Task objective: Format all of the records below as a numbered list, skipping any blank lines. Leave the pictures out of your answer.

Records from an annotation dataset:
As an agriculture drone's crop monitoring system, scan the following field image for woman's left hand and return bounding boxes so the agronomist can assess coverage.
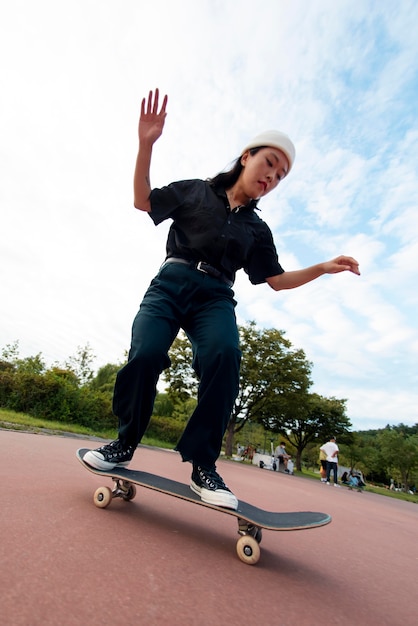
[323,255,360,276]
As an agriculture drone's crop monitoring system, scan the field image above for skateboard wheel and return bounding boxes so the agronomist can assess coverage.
[93,487,112,509]
[237,535,260,565]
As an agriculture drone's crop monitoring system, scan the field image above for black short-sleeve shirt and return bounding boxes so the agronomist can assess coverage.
[149,180,284,285]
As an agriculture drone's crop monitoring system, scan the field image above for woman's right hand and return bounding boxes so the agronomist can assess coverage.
[138,89,168,146]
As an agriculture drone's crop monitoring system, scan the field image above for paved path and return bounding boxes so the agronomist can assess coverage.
[0,431,418,626]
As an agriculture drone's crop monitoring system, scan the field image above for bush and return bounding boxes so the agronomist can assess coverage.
[0,369,117,429]
[146,415,185,445]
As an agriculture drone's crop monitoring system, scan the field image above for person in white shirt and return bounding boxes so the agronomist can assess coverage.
[320,437,339,487]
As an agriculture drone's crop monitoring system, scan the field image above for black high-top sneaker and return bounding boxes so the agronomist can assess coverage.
[190,463,238,510]
[84,439,135,470]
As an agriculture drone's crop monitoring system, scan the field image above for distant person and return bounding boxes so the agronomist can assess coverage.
[319,449,327,483]
[274,441,290,471]
[84,89,360,509]
[320,437,340,487]
[285,457,295,475]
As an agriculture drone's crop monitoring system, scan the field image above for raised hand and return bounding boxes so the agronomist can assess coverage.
[323,256,360,276]
[138,89,168,145]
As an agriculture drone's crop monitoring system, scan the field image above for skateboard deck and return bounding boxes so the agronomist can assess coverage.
[76,448,331,565]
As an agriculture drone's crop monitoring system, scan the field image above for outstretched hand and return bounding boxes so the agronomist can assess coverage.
[324,256,360,276]
[138,89,168,146]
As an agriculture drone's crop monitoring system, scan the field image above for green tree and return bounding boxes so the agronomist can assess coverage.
[378,427,418,490]
[65,344,96,386]
[225,322,312,456]
[263,391,351,471]
[164,322,311,456]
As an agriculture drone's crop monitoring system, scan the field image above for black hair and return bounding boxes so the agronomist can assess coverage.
[208,146,265,190]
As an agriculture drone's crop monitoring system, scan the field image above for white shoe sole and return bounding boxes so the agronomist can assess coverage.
[83,450,130,472]
[190,480,238,511]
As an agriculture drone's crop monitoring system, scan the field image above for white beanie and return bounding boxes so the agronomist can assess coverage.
[241,130,296,172]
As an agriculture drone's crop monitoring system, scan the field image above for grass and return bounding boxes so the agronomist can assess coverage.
[0,409,418,504]
[0,409,173,449]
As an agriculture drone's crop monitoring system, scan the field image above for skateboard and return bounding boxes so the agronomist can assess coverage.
[76,448,331,565]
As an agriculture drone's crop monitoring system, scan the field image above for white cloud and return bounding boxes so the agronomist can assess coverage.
[0,0,418,425]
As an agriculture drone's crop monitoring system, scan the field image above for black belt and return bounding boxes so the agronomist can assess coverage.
[162,256,234,287]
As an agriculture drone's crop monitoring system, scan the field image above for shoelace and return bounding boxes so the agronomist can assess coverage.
[201,468,228,489]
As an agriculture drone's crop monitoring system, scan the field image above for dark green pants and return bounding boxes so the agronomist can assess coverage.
[113,263,241,466]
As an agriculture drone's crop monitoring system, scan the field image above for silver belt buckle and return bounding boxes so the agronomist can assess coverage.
[196,261,208,274]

Task response:
1. As an agriculture drone's crop monitoring system, scan the following field image for woman's left hand and return bounding boxes so the agronomist can assess coverage.
2. [323,255,360,276]
3. As an agriculture drone's crop monitoring system, scan the field image above for skateboard wheel and return bounding boxes so the agronomist can assess coverage.
4. [93,487,112,509]
5. [237,535,260,565]
6. As an agriculture drone's crop monitoring system, scan the field image above for black short-sleeve shirt and return bounding boxes so the agronomist can assess coverage.
7. [149,180,284,285]
8. As an agriculture drone's crop monitoring system, scan the field image above for woman's right hand and return bounding boxes so the agronomist can assess coverage.
9. [138,89,168,146]
10. As an agriculture drone's crop monitoring system, scan the field image above for paved path and return bounding boxes so the agronomist can assess coverage.
11. [0,431,418,626]
12. As an agriculture drone's crop monitoring system, scan the field image above for bush and return bounding boxes so the agronomist can assess coverage.
13. [0,369,117,429]
14. [146,415,185,445]
15. As an agriculture drone's crop monitoring system, scan the field image above for person in white shirt and return bounding boxes so the agronomist can assess coverage.
16. [320,437,339,487]
17. As an agriculture drone's crop monitoring system, scan the field image above for black high-top sneaker and return bounding boxes so the agronomist can assess coverage.
18. [190,463,238,510]
19. [84,439,135,470]
20. As an agriculture drone's crop monitoring system, scan the field image above for distant person and return bounding boxes so the agronomist can assess coverage.
21. [319,449,327,483]
22. [274,441,290,471]
23. [84,89,360,509]
24. [320,437,340,487]
25. [285,457,295,475]
26. As an agriculture drone's crop monitoring system, scan the field image above for raised hand and return bounding boxes so the agronomist can assess coverage.
27. [323,256,360,276]
28. [138,89,168,145]
29. As an agriculture drone's crop monitoring system, scan the field image above for skateboard deck and return bounding boxes so the agronomist can assess coverage.
30. [76,448,331,565]
31. As an agriculture drone's crop monitoring system, scan the field image above for outstretched hand and return bounding boxes so the agronomist can assess coverage.
32. [324,256,360,276]
33. [138,89,168,146]
34. As an agriculture drone's crop monitoring system, scan the field image above for green tree and return bounding boxes so the agronomist can assess coverage.
35. [378,427,418,490]
36. [65,344,96,386]
37. [225,322,312,456]
38. [263,391,351,471]
39. [164,322,311,456]
40. As an agriculture drone's crop monitoring system, scan the field image above for black hair and return bounding boxes so the agronomist can assess coverage.
41. [208,146,265,190]
42. As an agriculture drone's crop monitoring system, scan the field image above for white shoe sole and return bounding boxes so the agronomist can assess coverage.
43. [83,450,130,472]
44. [190,480,238,511]
45. As an agriculture drone's crop monitoring system, scan the field image above for white beanie and return bounding boxes so the agronomist can assess coverage.
46. [241,130,296,172]
47. As an agriculture drone's crop monitoring system, scan the field image above for grass and return bounding boxes so the agronomist can assess coverage.
48. [0,409,418,504]
49. [0,409,173,449]
50. As an agriculture drone's crop monitoring system, scan the field image above for skateboard and return bounding boxes so the agronomist can assess coverage.
51. [76,448,331,565]
52. As an agriculture drone's crop monitoring system, scan the field image above for white cloud and return bounding boxes so the agronomist can assess coverage.
53. [0,0,418,425]
54. As an agriculture drone's crop monitoring system, scan the field image above for black belt and return bounding boxes so the agronomist can assess coverage.
55. [162,256,234,287]
56. As an agriculture drone's crop monitoring system, scan the field image above for shoelace and return bounding boxes so the agronomist can assess coverage.
57. [201,468,228,489]
58. As an agriculture drone's crop monitoring system, scan the field image above for dark green pants and return bounding boxes so the agronomist can assess coverage.
59. [113,263,241,466]
60. As an agriculture drone's crop monitoring system, scan the field image above for silver belt buckle and return bounding boxes so the agronomist can assess coverage.
61. [196,261,208,274]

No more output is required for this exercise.